• [Problem details]
Starting from the beginning of the records and stopping after the line that contains "[(260, 185)]", write out every line again with each point coordinate in the answers multiplied by 0.3 and rounded to a whole number, halves rounded up. Copy the requests and their sample coordinates without change.

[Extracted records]
^^^^^^^^

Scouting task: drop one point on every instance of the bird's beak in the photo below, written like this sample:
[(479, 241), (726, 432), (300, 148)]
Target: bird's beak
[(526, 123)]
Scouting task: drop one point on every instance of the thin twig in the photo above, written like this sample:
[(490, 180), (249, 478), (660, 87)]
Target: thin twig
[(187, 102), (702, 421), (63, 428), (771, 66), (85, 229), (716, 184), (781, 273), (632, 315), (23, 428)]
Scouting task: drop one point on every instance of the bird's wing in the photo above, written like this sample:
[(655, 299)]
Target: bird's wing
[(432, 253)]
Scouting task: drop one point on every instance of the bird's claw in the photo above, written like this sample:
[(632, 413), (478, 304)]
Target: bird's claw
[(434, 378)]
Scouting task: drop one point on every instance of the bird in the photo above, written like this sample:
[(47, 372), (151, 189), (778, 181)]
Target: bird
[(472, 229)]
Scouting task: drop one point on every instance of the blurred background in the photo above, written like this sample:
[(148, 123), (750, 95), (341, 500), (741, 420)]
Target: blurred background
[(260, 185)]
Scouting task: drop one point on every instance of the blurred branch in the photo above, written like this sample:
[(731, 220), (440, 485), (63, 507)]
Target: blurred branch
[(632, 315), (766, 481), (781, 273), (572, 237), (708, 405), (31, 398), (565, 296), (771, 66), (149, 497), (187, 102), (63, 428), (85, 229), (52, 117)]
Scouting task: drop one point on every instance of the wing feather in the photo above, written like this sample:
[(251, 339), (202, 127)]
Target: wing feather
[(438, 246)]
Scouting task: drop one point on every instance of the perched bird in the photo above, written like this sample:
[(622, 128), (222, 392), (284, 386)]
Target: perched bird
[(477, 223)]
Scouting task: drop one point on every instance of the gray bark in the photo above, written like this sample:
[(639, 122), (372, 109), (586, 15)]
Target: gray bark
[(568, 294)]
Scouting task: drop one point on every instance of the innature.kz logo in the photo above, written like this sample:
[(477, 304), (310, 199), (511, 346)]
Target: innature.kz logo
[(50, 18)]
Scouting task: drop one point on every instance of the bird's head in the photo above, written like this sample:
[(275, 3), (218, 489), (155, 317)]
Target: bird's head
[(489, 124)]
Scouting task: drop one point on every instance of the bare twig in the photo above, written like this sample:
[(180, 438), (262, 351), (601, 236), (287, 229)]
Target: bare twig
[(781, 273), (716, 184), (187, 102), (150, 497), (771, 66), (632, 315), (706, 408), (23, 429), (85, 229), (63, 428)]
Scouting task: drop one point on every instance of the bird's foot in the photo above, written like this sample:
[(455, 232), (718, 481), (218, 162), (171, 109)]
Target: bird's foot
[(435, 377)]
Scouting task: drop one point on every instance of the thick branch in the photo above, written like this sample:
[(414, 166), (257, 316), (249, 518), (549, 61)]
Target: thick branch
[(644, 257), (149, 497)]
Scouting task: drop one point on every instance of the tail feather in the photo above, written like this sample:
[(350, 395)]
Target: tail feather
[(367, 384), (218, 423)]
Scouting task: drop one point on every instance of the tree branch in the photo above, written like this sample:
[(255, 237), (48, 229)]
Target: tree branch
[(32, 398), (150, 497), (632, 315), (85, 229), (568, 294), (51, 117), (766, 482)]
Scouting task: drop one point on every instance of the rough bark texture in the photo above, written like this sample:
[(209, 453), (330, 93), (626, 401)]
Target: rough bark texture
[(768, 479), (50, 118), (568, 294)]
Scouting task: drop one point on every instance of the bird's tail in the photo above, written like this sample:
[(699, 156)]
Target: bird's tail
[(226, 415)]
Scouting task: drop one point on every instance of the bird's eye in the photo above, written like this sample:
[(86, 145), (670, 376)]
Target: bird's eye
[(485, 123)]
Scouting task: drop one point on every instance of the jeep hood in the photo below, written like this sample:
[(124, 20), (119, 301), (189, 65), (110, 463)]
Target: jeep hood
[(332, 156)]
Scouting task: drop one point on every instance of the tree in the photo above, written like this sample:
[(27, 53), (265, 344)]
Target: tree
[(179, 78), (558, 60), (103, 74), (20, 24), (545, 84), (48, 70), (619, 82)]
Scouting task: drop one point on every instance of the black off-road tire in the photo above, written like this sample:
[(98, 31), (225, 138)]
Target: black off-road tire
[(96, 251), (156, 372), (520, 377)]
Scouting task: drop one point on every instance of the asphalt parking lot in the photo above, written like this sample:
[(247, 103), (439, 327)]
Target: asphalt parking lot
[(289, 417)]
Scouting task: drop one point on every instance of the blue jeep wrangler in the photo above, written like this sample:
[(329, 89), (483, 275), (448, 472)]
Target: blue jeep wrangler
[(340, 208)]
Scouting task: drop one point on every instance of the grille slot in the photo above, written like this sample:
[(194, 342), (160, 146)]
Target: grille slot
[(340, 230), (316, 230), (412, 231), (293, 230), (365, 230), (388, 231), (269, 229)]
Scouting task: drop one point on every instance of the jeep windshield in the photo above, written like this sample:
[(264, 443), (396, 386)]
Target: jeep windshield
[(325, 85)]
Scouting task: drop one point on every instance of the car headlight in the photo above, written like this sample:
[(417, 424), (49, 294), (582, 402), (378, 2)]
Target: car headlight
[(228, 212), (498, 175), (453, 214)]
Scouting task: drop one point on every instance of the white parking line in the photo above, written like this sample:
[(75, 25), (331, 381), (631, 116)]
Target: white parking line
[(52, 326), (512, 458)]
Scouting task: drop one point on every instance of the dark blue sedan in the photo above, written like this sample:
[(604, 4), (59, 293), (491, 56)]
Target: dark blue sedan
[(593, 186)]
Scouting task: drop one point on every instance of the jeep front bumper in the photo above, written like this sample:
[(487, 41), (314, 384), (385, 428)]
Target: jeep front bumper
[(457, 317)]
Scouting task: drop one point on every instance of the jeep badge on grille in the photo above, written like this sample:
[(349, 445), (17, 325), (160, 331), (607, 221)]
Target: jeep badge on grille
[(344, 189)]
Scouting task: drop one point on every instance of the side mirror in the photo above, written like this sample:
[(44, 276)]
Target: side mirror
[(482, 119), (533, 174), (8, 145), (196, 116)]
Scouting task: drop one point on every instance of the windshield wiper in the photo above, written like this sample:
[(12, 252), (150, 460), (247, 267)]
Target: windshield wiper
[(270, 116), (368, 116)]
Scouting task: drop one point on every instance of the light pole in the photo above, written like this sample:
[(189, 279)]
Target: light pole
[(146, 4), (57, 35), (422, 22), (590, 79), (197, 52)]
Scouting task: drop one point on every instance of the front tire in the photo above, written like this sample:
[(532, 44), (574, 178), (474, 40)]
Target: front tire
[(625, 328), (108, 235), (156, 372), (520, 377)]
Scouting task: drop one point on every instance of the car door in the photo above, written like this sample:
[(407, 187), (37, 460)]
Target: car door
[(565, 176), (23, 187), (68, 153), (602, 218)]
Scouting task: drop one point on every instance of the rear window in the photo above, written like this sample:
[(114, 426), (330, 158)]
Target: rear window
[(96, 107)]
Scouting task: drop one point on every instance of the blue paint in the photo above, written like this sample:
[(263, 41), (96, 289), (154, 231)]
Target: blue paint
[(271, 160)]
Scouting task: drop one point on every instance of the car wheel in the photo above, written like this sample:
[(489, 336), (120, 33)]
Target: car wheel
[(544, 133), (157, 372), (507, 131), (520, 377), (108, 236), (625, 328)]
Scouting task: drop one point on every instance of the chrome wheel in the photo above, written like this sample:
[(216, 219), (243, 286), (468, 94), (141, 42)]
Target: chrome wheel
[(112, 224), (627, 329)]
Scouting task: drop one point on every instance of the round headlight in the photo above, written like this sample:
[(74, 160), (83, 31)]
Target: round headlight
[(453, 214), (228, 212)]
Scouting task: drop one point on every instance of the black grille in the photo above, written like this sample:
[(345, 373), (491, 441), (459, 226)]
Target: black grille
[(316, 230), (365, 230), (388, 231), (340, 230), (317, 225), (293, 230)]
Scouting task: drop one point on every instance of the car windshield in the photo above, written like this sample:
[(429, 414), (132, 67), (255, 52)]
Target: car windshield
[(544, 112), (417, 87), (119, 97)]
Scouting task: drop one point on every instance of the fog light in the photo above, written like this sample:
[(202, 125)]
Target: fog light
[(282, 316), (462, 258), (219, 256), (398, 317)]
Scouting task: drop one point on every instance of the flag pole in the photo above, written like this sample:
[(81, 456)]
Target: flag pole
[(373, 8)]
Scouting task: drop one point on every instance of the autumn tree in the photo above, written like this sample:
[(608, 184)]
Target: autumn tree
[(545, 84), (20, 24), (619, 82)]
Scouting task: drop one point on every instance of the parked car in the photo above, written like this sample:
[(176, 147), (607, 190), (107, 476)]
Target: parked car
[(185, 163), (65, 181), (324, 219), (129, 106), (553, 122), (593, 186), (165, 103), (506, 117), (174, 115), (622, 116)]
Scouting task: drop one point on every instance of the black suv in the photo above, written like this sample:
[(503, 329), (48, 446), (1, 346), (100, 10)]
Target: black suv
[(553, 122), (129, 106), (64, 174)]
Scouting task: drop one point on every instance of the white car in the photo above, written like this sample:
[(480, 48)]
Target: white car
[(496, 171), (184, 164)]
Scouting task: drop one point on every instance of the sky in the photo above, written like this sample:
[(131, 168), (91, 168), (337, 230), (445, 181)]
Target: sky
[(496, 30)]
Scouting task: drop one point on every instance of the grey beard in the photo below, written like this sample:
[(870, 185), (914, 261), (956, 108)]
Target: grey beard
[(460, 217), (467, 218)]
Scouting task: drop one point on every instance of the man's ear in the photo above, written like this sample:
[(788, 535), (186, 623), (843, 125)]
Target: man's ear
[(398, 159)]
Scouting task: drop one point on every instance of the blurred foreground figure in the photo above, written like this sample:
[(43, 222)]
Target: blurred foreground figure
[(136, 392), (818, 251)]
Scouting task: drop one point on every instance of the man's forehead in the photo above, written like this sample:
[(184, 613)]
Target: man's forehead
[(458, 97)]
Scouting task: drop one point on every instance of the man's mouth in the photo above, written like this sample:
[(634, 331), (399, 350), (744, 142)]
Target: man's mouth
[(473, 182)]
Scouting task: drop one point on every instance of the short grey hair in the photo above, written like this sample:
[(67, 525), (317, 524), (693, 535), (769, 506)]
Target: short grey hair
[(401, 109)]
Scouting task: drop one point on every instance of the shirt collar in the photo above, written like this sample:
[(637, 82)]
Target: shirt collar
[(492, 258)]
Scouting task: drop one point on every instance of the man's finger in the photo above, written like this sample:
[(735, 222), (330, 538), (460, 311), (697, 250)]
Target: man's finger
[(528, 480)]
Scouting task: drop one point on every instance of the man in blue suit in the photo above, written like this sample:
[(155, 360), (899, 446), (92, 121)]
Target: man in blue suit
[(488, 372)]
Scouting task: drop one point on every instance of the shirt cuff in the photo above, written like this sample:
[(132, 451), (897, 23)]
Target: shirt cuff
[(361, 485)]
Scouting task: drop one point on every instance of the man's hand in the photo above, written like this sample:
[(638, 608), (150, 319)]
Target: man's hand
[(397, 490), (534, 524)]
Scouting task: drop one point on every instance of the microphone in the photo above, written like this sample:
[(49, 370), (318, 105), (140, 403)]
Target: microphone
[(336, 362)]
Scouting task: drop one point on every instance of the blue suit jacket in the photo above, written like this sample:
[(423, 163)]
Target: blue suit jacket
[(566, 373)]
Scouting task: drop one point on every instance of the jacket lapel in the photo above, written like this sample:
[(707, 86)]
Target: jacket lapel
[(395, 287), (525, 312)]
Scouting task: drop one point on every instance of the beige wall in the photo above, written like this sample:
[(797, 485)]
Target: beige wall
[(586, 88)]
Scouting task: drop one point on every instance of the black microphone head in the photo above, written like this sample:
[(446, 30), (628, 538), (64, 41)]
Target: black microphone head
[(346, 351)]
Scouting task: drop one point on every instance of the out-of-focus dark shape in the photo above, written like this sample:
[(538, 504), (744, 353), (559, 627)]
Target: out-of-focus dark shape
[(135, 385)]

^^^^^^^^

• [Solution below]
Scouting task: drop one point on every instance of the bird's beak in the photo below, written like this sample:
[(479, 241), (726, 432), (300, 148)]
Target: bird's beak
[(158, 37)]
Scouting task: drop one point on every instance of the thin twig in the photo above, written like this sample:
[(490, 180), (249, 478), (660, 87)]
Target: thin twig
[(56, 31), (211, 126), (19, 128), (231, 20), (26, 69), (215, 55), (234, 82), (190, 95), (7, 128)]
Scouting task: drop one point on every instance of the bird's wing in the photo above, written like this sample:
[(655, 299)]
Target: bird's wing
[(130, 76)]
Scouting task: drop one point on every instance of the bird's claw in the photo above, written like this sample:
[(632, 413), (478, 304)]
Target: bird's claw
[(130, 113)]
Scouting task: drop one point on every instance of the bird in the photo above, written like this sample:
[(47, 372), (151, 189), (778, 181)]
Target: bird
[(142, 69)]
Scouting task: drop one point on every instance of the blurred background in the photo above, written like this sample:
[(148, 123), (750, 95), (341, 500), (741, 420)]
Target: blurred background
[(78, 56)]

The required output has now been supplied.